### Goal of the exercise
What is needed is an exact transcription of every record.

### Extracted data

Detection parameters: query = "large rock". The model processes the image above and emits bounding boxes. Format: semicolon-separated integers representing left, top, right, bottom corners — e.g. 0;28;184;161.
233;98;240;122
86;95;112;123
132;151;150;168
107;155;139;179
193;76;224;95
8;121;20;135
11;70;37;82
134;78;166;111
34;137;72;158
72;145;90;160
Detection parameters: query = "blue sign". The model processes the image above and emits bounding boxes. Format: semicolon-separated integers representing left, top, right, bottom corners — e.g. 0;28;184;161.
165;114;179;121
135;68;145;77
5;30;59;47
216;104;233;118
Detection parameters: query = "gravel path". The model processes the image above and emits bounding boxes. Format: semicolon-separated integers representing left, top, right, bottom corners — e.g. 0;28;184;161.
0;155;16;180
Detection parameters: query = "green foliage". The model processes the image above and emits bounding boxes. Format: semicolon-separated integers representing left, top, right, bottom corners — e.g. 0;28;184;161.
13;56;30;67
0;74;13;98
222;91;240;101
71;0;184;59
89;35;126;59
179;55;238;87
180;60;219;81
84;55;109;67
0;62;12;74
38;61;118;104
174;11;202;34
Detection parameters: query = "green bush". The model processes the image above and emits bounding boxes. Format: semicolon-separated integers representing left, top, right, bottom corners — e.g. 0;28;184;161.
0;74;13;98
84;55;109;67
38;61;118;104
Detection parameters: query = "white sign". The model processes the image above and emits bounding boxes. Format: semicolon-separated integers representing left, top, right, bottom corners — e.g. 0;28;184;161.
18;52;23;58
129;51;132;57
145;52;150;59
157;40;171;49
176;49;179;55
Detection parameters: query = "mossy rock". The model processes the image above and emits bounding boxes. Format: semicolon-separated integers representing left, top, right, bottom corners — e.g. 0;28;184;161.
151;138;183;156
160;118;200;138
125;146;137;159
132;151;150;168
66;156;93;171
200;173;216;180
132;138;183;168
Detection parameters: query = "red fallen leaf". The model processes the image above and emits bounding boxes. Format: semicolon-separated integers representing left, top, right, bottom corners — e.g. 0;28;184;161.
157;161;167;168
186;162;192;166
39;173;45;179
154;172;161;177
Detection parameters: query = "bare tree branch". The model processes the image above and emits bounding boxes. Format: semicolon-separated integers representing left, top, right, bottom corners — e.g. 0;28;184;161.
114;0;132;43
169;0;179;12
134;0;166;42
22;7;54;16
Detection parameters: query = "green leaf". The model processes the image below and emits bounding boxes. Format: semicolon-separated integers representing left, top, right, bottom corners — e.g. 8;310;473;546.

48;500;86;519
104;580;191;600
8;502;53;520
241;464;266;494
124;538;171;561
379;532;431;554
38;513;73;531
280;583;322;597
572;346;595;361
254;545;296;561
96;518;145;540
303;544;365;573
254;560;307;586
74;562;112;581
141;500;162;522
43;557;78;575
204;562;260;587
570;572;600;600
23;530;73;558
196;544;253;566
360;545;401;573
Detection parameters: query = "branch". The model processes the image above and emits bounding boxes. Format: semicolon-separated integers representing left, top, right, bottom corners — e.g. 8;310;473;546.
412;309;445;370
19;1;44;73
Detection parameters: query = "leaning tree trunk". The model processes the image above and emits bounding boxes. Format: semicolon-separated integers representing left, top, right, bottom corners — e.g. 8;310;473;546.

### Expected answer
Detection parameters: query = "large rock". The model processes the image above and emits bounding boxes. Format: semicolon-separated integers representing left, top, right, bottom corners — e.g. 0;28;184;161.
233;98;240;122
86;95;112;123
132;151;150;168
107;155;139;179
193;76;224;95
8;121;20;135
11;70;37;82
134;78;166;111
34;137;72;158
72;145;90;160
Detection parameters: query = "blue sign". The model processes the image above and emits bounding boxes. Format: semicolon-separated integers representing left, top, right, bottom corners — e.g. 0;28;184;161.
165;114;179;121
135;68;145;77
5;30;59;47
216;104;233;118
Detection parameters: query = "gravel path". The model processes the image above and emits bounding boxes. Format: semicolon-separated integers representing left, top, right, bottom corners — e.g. 0;28;184;161.
0;155;16;180
Detection parameters: query = "green foliage". The model processes the image above and emits bounding boxes. Format: semicolon-separated integers representing left, top, right, bottom corners — e.g. 0;28;184;161.
13;56;30;67
0;74;13;98
222;91;240;101
71;0;184;59
89;35;126;59
179;55;238;87
180;60;219;81
84;55;109;67
0;62;12;74
38;61;118;104
174;11;202;34
Detection parameters: query = "green bush". The model processes the image above and emits bounding boxes. Format: semicolon-separated integers representing left, top, right, bottom corners — e.g. 0;28;184;161.
0;74;13;98
84;55;109;67
38;61;118;104
Detection parameters: query = "white sign". The model processes the image above and emits bounding boxes. Format: semicolon-separated integers representing left, top, right, bottom corners — e.g. 0;28;184;161.
18;52;23;58
129;51;132;57
145;52;150;59
157;40;171;49
176;49;179;55
Detection parameters: query = "mossy rock". The model processes the image above and emits bounding boxes. Format: semicolon-separated integers representing left, top, right, bottom corners — e.g. 0;28;184;161.
151;138;183;156
160;118;200;138
125;146;137;159
132;151;150;168
66;156;93;171
200;173;216;180
132;138;183;168
Detection parameters: query = "red fallen leaf". The model processes the image above and emits bounding boxes. Format: semicolon-separated integers representing left, top, right, bottom corners — e.g. 0;28;184;161.
157;161;167;168
186;162;192;166
39;173;45;179
154;172;161;177
Detection parameters: query = "bare tree branch". The model processes the image above and emits bounding boxes. Format: semicolon-separated integers representing left, top, right, bottom corners — e.g. 0;28;184;161.
114;0;132;43
169;0;179;12
134;0;166;42
22;7;54;16
Detection parameters: query = "green leaf". The model processes the image below and emits bounding boxes. Format: semicolon-separated integers representing left, top, right, bottom corners — e.g. 8;310;473;546.

48;500;86;519
104;580;191;600
8;502;53;520
241;464;266;494
124;538;171;561
379;532;431;554
38;513;73;531
280;583;322;597
572;346;595;361
254;545;296;561
96;518;145;540
303;544;365;573
254;560;307;586
74;562;112;581
141;500;162;522
43;557;78;575
204;562;260;587
570;572;600;600
23;530;73;558
196;544;253;566
360;545;401;573
Detection parameters: query = "branch". The model processes the image above and emits bounding boxes. Format: semicolon-separated integers representing left, top, right, bottom corners — e.g. 8;310;473;546.
412;309;445;370
19;1;44;73
Detection parameters: query = "leaning tree trunk". The model processes the image above and emits bounding boxes. Format: semicolon-separated integers representing left, top, right, bottom corners — e.g. 8;310;473;546.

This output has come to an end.